§ **Data listing**:
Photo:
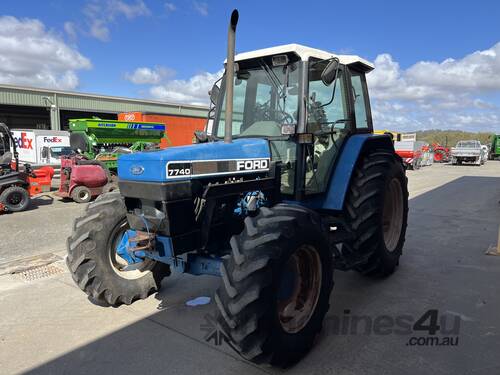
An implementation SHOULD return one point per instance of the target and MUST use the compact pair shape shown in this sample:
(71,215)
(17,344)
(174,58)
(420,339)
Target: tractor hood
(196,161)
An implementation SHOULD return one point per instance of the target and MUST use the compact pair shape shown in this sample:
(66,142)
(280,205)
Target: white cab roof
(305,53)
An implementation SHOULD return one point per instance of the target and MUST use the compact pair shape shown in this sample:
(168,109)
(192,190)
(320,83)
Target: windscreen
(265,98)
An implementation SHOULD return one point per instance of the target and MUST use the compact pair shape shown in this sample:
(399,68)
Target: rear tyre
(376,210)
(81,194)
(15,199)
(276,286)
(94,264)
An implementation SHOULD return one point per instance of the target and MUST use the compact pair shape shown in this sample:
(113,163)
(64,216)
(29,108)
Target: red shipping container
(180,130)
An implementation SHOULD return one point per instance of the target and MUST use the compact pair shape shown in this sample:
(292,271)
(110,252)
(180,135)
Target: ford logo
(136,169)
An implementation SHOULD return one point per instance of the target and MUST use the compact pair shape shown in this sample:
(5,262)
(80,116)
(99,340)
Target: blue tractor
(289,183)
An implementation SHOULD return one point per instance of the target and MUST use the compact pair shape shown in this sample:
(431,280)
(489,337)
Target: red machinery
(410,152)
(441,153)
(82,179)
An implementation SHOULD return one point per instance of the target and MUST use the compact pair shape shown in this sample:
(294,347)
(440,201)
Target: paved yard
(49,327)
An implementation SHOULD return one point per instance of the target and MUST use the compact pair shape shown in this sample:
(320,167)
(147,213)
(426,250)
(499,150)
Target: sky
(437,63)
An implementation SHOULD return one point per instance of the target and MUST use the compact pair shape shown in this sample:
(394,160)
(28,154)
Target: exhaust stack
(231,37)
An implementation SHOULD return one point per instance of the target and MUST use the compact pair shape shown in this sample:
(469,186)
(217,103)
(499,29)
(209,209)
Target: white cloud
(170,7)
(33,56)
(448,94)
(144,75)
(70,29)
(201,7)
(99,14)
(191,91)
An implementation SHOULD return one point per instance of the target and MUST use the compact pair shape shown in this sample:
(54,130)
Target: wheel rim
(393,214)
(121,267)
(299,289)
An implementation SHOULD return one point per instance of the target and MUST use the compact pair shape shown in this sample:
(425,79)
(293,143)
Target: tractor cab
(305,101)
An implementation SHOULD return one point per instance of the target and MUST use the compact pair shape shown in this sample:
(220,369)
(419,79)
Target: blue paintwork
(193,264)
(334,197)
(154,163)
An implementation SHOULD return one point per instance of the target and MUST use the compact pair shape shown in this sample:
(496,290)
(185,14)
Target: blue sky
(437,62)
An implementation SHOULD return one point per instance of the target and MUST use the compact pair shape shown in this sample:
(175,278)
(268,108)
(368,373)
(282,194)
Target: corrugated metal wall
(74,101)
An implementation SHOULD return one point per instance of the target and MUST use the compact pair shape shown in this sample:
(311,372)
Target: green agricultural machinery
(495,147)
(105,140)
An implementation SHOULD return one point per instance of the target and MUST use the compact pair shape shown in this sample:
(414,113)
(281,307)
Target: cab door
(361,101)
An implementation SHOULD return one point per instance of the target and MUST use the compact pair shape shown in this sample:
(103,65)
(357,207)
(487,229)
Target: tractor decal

--

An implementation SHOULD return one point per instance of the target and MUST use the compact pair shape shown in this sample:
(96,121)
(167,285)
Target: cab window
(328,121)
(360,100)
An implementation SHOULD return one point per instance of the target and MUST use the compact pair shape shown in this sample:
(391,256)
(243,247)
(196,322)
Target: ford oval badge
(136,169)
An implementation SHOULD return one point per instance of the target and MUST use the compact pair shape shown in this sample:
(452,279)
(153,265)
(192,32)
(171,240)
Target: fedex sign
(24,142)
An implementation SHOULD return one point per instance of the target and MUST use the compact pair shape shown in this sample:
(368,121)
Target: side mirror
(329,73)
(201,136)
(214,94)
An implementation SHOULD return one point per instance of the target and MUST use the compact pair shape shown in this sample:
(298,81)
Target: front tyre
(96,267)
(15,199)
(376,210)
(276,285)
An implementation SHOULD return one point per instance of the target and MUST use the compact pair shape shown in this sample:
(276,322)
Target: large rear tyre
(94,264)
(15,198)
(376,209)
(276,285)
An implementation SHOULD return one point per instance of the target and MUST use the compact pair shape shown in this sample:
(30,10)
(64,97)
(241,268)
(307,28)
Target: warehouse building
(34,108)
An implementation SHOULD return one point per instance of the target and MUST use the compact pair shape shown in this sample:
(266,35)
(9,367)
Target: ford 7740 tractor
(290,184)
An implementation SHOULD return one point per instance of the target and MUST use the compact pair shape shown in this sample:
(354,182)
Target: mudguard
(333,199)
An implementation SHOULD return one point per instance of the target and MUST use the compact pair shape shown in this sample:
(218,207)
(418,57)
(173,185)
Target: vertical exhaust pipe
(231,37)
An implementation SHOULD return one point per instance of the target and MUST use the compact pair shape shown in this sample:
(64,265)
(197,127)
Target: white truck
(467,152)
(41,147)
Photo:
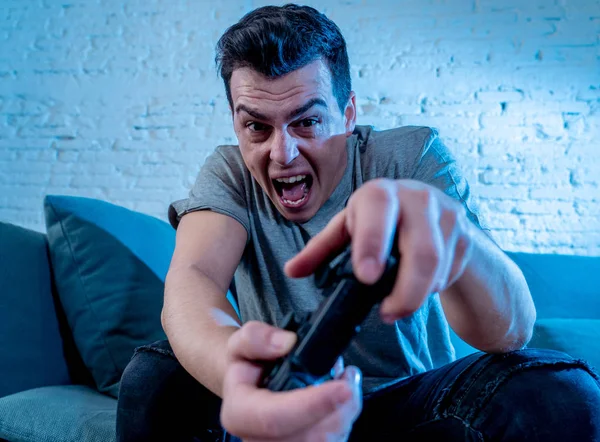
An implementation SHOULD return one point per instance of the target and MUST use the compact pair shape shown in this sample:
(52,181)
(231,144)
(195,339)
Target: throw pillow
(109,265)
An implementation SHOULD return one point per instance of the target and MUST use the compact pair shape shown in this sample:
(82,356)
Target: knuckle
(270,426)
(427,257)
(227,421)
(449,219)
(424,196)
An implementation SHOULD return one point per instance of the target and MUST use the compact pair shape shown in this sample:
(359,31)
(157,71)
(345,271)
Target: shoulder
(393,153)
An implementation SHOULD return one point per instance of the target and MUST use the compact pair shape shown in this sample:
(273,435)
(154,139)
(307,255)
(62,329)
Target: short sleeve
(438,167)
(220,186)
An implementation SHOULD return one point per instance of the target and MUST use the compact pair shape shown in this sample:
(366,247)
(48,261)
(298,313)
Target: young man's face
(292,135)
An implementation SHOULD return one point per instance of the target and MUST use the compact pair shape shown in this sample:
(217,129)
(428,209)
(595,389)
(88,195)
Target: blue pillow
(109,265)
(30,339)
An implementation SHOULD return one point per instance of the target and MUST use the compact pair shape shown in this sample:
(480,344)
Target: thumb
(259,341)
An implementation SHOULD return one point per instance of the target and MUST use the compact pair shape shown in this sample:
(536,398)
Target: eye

§ **Given task**:
Count how many lines of the records above contain the word "white". Reply with only that number.

§ **Answer to the exercise**:
3